Content starts
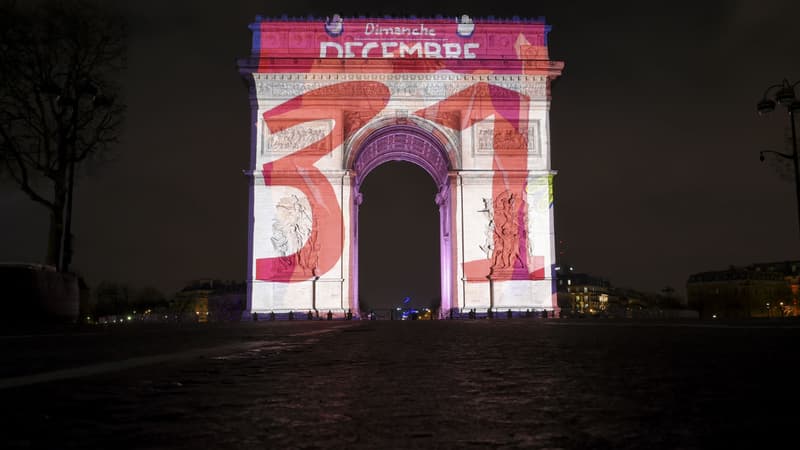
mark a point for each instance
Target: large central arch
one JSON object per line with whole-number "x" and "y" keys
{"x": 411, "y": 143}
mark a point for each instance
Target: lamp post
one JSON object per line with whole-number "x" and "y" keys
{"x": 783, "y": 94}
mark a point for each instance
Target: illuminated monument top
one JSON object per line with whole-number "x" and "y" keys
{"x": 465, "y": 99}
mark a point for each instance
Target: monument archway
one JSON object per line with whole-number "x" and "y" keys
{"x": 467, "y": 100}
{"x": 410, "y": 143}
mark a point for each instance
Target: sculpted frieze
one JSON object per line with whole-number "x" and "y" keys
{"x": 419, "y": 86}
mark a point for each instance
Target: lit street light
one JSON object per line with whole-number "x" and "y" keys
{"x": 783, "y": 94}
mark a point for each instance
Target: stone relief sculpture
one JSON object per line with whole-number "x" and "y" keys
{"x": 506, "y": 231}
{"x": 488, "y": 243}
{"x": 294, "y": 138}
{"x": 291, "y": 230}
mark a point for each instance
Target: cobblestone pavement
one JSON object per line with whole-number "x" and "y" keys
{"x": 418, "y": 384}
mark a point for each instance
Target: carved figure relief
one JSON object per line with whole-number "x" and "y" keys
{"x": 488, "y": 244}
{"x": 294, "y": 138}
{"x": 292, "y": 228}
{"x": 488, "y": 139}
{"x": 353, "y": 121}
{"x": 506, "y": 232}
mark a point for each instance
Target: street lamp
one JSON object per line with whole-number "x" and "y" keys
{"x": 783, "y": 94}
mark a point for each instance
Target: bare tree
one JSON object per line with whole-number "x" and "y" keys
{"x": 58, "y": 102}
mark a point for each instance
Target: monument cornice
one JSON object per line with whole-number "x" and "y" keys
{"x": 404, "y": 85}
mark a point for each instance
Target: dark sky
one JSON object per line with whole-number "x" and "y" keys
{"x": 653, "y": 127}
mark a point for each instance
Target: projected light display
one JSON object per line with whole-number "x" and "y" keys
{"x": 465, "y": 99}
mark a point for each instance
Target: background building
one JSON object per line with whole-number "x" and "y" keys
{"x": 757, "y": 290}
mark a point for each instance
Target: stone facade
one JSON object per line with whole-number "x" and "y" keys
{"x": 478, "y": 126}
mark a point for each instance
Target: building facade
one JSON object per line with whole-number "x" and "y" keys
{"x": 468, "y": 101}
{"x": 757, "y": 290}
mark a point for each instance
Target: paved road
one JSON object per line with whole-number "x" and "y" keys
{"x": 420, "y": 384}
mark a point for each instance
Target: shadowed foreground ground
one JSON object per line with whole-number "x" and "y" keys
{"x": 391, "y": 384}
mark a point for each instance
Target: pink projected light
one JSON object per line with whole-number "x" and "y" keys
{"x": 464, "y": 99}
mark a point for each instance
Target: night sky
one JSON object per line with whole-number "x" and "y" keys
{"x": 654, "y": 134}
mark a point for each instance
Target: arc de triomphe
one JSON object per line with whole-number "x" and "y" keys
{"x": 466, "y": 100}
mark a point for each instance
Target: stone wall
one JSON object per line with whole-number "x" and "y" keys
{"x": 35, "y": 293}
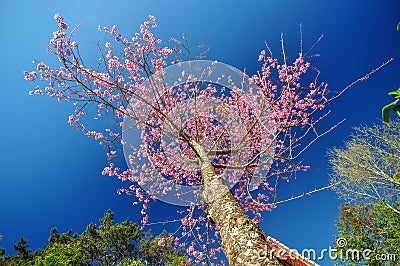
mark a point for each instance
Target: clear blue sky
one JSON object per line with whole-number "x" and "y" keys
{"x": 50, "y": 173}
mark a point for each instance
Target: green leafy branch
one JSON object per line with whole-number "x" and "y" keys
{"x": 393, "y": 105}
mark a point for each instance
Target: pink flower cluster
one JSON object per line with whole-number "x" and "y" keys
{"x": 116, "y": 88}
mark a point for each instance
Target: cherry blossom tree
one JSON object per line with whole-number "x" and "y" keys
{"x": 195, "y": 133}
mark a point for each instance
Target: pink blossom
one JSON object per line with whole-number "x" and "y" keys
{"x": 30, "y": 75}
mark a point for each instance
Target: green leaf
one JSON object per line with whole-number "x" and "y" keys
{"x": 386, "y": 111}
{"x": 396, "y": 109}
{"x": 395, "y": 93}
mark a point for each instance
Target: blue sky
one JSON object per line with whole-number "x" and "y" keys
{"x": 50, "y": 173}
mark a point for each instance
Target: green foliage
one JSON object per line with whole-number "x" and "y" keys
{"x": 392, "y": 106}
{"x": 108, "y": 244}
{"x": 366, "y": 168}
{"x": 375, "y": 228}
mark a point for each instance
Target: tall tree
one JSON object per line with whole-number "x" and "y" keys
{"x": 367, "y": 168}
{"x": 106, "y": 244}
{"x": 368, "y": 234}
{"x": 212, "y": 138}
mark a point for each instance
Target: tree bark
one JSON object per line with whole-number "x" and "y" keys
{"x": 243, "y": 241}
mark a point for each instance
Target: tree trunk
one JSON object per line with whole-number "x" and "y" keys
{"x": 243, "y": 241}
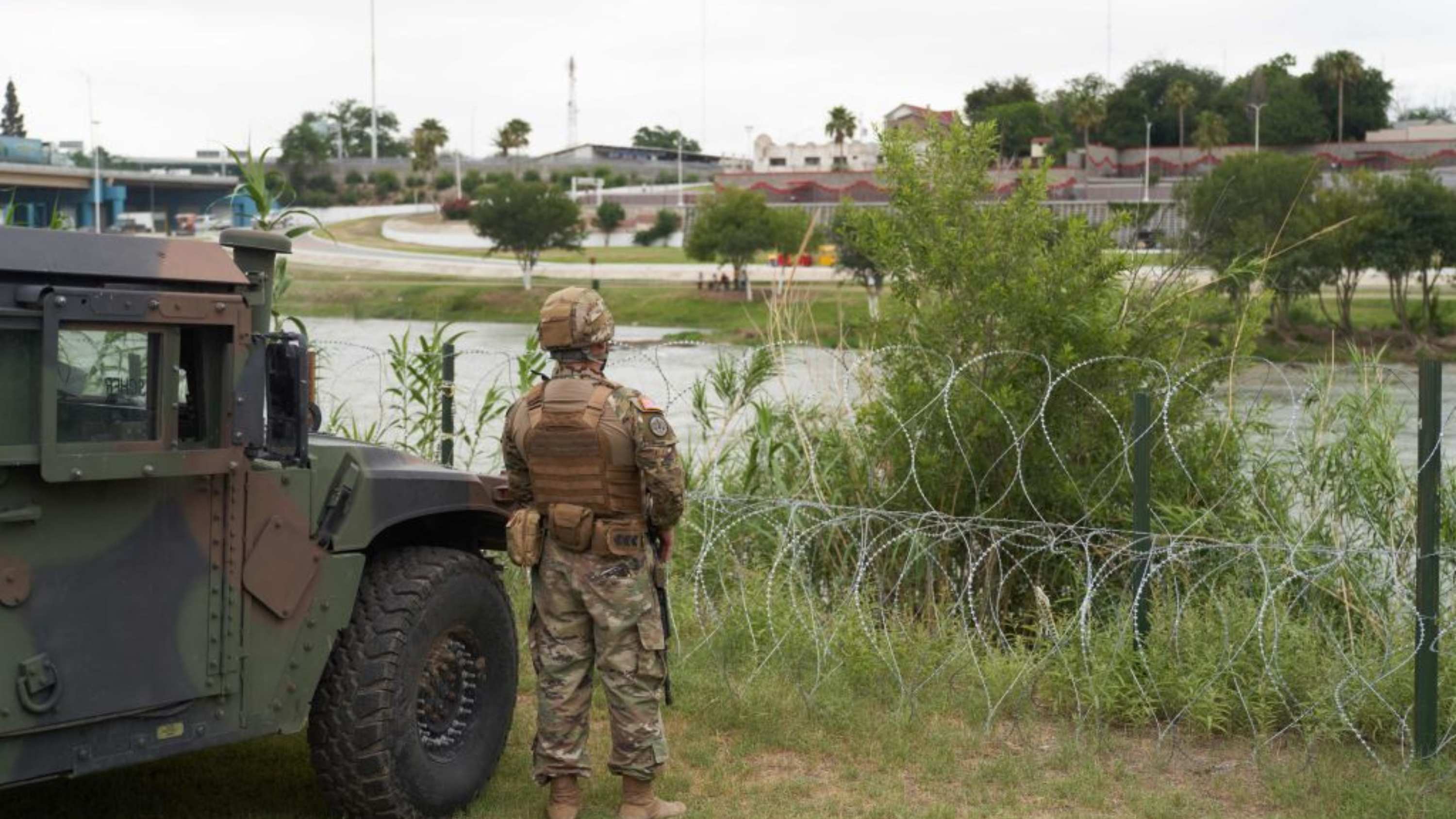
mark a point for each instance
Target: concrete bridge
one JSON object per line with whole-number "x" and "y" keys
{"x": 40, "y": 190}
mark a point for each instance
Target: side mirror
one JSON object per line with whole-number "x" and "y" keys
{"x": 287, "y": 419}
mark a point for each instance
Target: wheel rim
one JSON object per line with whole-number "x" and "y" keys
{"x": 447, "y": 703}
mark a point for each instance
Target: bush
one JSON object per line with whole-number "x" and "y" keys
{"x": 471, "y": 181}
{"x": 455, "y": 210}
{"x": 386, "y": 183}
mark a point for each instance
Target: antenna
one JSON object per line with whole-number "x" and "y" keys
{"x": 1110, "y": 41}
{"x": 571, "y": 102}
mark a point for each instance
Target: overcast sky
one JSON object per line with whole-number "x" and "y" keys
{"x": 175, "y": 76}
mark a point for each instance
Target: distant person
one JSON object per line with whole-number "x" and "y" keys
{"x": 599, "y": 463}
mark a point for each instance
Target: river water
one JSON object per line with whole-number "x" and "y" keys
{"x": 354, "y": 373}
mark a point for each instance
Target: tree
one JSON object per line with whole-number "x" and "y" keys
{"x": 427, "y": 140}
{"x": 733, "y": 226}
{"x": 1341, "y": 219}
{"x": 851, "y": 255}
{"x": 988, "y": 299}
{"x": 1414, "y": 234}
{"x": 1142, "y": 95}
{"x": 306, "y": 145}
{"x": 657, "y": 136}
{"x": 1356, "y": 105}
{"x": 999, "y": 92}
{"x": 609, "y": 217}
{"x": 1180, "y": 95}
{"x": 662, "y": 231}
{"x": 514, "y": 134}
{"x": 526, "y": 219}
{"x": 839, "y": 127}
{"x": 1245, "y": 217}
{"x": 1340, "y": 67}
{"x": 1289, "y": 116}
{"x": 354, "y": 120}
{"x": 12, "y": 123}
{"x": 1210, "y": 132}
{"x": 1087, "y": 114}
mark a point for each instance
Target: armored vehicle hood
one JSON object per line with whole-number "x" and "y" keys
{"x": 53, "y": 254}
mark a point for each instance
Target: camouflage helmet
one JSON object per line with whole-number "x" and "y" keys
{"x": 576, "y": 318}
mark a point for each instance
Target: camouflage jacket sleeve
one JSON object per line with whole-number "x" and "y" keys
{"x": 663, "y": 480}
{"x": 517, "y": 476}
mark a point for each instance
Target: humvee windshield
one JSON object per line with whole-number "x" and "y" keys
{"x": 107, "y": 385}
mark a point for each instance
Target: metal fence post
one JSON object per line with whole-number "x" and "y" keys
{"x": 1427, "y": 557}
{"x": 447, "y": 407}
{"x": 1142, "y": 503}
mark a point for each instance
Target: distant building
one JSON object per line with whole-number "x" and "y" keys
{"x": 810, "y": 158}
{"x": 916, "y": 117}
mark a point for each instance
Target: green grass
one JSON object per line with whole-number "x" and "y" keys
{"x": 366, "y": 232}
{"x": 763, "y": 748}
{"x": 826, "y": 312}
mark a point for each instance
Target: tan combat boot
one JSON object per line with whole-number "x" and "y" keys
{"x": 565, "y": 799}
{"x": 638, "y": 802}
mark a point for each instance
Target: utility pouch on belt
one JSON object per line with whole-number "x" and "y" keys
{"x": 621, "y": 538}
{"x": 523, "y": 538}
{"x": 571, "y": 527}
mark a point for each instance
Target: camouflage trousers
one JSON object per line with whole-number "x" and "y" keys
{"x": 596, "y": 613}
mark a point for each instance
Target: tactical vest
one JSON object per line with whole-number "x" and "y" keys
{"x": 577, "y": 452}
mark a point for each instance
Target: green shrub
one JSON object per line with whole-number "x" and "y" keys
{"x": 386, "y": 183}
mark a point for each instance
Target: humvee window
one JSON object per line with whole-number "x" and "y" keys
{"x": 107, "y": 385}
Content ends
## WHAT IS REQUIRED
Please find the lines in the data that contain the word "facade" and copy them.

## SOLVED EXERCISE
Target: stone facade
Target: building facade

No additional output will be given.